_Stated task_
Select every line in the entries below that contains the word "backpack", and copy each one out.

____

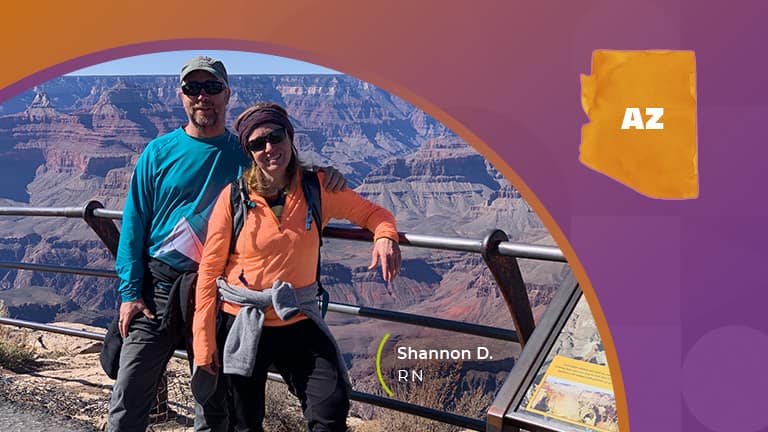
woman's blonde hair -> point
(255, 178)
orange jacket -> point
(268, 250)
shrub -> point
(15, 352)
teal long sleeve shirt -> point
(173, 188)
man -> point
(174, 186)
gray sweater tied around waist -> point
(242, 343)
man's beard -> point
(202, 120)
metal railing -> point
(499, 255)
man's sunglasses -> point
(259, 144)
(193, 88)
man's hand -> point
(334, 180)
(127, 312)
(388, 252)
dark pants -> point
(143, 359)
(307, 361)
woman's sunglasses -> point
(259, 144)
(193, 88)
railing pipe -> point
(59, 269)
(73, 212)
(545, 253)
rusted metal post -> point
(104, 228)
(510, 281)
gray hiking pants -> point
(143, 359)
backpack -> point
(310, 184)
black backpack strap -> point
(240, 204)
(310, 184)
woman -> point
(268, 288)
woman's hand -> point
(388, 252)
(212, 368)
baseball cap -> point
(208, 64)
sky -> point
(169, 63)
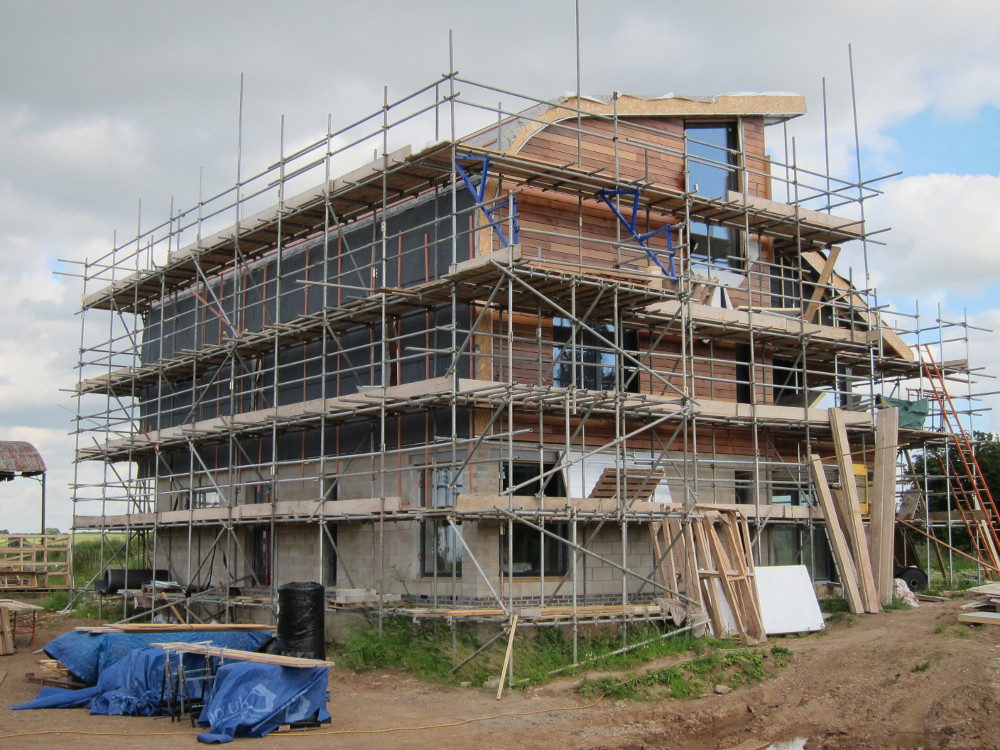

____

_Answer to the exercise_
backpack -> point
black backpack strap -> point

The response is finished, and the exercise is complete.